» Aim of the task: Show each line in the entries below that contains the string "road".

» Source records:
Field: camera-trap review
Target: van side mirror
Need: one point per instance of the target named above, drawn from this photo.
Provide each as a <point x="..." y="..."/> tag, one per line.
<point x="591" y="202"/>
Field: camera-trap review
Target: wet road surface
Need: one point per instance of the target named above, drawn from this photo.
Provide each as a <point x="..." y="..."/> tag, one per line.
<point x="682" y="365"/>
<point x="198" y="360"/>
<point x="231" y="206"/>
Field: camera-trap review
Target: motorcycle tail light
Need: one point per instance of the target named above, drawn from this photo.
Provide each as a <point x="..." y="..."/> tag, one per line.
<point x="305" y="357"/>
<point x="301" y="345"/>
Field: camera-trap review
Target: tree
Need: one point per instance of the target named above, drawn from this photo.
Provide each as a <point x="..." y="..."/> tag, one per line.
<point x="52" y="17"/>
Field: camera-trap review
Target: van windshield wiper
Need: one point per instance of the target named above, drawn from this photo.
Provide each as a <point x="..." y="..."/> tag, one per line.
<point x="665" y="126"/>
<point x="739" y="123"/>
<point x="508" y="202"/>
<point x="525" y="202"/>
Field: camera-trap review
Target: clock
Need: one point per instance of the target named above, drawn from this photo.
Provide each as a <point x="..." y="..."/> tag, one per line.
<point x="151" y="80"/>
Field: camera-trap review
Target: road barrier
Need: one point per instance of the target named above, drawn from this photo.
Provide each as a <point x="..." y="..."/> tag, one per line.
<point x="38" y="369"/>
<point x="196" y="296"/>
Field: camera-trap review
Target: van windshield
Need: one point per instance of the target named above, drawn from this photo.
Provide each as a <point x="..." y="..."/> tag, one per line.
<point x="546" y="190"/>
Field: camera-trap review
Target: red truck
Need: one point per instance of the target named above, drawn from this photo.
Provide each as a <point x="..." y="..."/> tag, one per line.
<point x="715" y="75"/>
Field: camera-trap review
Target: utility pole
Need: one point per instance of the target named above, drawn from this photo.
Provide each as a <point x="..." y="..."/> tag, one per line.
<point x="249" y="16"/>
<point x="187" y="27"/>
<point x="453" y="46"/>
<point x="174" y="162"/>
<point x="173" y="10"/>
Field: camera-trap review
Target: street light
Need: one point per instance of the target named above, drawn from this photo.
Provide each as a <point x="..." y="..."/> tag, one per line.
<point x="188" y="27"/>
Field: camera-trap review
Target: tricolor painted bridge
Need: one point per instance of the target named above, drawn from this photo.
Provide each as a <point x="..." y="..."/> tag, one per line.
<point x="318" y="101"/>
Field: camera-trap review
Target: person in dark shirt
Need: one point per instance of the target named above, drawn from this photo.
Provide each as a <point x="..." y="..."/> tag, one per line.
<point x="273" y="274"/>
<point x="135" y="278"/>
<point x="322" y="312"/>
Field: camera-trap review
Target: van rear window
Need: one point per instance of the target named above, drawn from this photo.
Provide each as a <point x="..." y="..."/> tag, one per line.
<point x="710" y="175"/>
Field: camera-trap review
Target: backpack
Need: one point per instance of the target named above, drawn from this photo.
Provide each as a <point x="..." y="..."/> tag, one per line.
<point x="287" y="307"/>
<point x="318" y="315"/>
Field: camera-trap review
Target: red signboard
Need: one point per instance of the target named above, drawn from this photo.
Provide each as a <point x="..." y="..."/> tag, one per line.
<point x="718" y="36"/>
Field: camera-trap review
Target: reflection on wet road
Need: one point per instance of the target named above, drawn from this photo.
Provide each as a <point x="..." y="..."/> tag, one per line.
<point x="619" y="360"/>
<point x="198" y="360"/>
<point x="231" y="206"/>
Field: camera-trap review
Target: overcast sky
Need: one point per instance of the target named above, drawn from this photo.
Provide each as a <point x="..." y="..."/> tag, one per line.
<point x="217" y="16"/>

» The solution:
Target: wet road surface
Target: road barrier
Target: reflection on wet road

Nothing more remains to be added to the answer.